▶ Provided passage:
DistributedArrays.jl
DistributedArrays.jl copied to clipboard
Allowing a DArray to do as standard Array does
Dear All,
I'm considering the following MWE, which consists of creating a matrix and vector of a struct an doing a calculation on them. I import the relevant mathematical operators from base, and it just works. Next I addprocs and try it with DArray, and the same calculation fails. Is there a way to enable this kind of functionality? It's definitely possible that I'm barking up the wrong tree and there's a much better way of achieving this - please let me know!
using Distributed
import Base.+, Base.*, Base.zero
let
struct Foo{T<:Number}
x::T
end
Base.:+(a::Foo, b::Foo) = Foo(a.x + b.x)
Base.:*(a::Foo, b::Foo) = Foo(a.x * b.x)
Base.:zero(a::Foo{T}) where {T} = Foo(zero(T))

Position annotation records
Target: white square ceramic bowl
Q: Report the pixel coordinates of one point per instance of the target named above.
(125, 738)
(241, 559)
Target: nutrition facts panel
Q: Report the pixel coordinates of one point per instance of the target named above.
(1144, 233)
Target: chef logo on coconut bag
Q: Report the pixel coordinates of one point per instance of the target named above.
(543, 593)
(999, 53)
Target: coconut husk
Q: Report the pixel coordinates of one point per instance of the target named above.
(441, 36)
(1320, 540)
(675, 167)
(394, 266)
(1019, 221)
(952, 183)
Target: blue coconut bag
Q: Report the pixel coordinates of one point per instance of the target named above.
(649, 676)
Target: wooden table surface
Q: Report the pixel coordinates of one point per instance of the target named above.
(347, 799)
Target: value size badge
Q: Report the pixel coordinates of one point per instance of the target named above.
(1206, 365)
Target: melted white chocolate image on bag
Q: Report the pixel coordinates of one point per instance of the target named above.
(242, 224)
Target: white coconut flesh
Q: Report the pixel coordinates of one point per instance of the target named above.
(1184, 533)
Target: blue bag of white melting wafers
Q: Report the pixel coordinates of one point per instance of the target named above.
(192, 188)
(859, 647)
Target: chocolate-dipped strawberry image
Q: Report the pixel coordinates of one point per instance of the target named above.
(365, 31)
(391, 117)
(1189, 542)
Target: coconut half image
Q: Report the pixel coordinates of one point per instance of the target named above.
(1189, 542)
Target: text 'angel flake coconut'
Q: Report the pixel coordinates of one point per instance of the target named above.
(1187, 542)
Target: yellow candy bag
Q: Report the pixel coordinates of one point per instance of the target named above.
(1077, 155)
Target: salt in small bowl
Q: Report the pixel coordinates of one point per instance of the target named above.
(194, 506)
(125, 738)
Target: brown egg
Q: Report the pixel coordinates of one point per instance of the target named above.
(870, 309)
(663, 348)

▶ Goal 1:
Please return the part of the DistributedArrays.jl thread starting with "using Distributed" and going on through "Foo(a.x * b.x)", word for word.
▶ Goal 2:
In the DistributedArrays.jl thread, what happens when the poster runs the same calculation with DArray?

▶ Task answer 1:
using Distributed
import Base.+, Base.*, Base.zero
let
struct Foo{T<:Number}
x::T
end
Base.:+(a::Foo, b::Foo) = Foo(a.x + b.x)
Base.:*(a::Foo, b::Foo) = Foo(a.x * b.x)

▶ Task answer 2:
It fails.